# [ARBEITSAUFTRAG]
Wodurch wurde Lupi laut dem Lesetext auf die Custom Cruiser aufmerksam?

# [LESETEXT]
****************************************

Muß ja kein selbstgespräch werden/bleiben.

Bin zwar erst durch ein anderes Selbstbauprojekt auf die Custom Cruiser aufmerksam gemacht worden, und ich muß sagen ich habe gefallen an ihnen gefunden.


----------



## MTB-News.de




----------



## asco1 (28. Januar 2004)

Lupi schrieb:
			
		

> ich schiebe jetzt auch mal an.
> 
> Muß ja kein selbstgespräch werden/bleiben.
> 
> Bin zwar erst durch ein anderes Selbstbauprojekt auf die Custom Cruiser aufmerksam gemacht worden, und ich muß sagen ich habe gefallen an ihnen gefunden.



Moinsen Christian,

dann hoff' ich, Dich in Hannover zu sehen  ..... was baust du denn so?

Cheers!
Basti


----------



## Würfel (28. Januar 2004)

****************************************

# [GEGEBENE ANGABEN]

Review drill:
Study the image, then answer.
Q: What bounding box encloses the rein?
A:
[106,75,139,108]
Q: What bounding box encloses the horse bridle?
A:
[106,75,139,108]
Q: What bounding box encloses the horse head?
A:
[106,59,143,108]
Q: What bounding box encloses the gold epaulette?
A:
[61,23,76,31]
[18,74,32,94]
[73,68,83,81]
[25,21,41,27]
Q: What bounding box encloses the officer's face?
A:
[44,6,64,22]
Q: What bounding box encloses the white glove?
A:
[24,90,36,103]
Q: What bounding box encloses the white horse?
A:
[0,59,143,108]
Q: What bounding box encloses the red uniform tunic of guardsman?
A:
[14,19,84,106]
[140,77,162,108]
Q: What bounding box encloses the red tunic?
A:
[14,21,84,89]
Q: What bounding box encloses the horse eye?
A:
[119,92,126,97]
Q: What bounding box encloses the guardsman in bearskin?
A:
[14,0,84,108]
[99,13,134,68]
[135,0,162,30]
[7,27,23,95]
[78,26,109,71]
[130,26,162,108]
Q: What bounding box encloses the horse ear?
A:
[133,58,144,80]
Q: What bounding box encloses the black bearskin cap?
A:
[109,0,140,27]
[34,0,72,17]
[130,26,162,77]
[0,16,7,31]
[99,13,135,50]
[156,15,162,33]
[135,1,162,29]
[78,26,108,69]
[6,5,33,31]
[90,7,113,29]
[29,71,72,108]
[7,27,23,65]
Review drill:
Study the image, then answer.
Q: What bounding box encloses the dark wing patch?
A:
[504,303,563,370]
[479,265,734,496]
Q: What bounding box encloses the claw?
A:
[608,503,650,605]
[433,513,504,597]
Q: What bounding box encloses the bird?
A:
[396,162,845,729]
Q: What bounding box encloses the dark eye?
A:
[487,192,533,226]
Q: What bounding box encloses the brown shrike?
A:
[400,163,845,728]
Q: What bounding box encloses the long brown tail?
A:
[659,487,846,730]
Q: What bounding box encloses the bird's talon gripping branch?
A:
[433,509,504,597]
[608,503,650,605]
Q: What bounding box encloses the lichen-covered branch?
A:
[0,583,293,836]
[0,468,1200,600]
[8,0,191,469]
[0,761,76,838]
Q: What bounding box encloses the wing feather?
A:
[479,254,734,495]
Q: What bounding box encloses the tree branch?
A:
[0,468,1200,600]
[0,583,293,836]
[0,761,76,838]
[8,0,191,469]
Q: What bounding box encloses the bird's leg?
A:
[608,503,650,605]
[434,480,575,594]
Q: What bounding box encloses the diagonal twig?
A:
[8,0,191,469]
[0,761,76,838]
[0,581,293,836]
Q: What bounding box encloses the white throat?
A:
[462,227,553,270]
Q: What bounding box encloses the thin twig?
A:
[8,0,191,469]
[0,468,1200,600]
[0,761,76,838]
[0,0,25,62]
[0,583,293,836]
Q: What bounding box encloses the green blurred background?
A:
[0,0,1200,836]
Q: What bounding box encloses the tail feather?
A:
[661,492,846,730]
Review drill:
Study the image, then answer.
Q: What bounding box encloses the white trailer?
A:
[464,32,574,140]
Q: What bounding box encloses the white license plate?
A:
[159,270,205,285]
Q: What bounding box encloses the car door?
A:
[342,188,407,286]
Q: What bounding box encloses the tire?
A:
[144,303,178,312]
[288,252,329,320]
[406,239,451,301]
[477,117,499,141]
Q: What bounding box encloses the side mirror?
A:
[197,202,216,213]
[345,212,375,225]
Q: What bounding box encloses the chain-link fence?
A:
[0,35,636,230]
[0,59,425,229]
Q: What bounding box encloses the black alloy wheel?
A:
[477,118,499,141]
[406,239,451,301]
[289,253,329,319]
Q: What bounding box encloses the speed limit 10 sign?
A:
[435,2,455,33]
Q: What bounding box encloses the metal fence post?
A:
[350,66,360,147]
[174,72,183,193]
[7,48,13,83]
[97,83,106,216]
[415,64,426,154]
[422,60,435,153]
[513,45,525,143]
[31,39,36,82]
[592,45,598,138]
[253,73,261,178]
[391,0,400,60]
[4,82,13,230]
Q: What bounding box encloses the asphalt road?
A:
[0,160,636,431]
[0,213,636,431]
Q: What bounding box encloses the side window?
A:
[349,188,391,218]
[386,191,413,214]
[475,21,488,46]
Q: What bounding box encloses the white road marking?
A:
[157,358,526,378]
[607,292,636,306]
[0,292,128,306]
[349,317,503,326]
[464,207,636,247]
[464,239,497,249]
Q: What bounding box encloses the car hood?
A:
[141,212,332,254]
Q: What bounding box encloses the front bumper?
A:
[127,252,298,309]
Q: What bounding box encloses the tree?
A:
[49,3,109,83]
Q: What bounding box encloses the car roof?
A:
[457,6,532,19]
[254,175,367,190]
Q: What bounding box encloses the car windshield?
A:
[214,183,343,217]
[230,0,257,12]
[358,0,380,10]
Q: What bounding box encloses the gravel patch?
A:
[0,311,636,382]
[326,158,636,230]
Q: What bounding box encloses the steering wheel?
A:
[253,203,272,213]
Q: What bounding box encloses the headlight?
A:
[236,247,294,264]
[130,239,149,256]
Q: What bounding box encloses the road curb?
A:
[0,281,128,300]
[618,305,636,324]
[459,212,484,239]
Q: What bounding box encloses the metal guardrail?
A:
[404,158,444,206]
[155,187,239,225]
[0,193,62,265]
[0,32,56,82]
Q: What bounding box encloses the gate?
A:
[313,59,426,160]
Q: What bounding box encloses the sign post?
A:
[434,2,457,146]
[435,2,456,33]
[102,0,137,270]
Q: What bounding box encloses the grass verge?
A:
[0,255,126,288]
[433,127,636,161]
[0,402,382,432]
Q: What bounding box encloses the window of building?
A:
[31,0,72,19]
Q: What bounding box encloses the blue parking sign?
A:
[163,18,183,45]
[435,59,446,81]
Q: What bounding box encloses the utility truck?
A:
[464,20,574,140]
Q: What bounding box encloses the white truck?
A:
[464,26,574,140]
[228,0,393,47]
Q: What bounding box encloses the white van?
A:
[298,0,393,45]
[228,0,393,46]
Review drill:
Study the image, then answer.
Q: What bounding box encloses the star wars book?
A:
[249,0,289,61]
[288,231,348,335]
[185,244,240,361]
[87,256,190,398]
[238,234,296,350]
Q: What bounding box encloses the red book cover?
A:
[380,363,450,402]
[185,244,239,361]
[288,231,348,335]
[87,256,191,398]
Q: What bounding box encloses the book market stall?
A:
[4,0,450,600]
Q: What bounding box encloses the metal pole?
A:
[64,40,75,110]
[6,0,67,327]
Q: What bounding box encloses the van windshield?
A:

****************************************

# [LÖSUNG]
Durch ein anderes Selbstbauprojekt.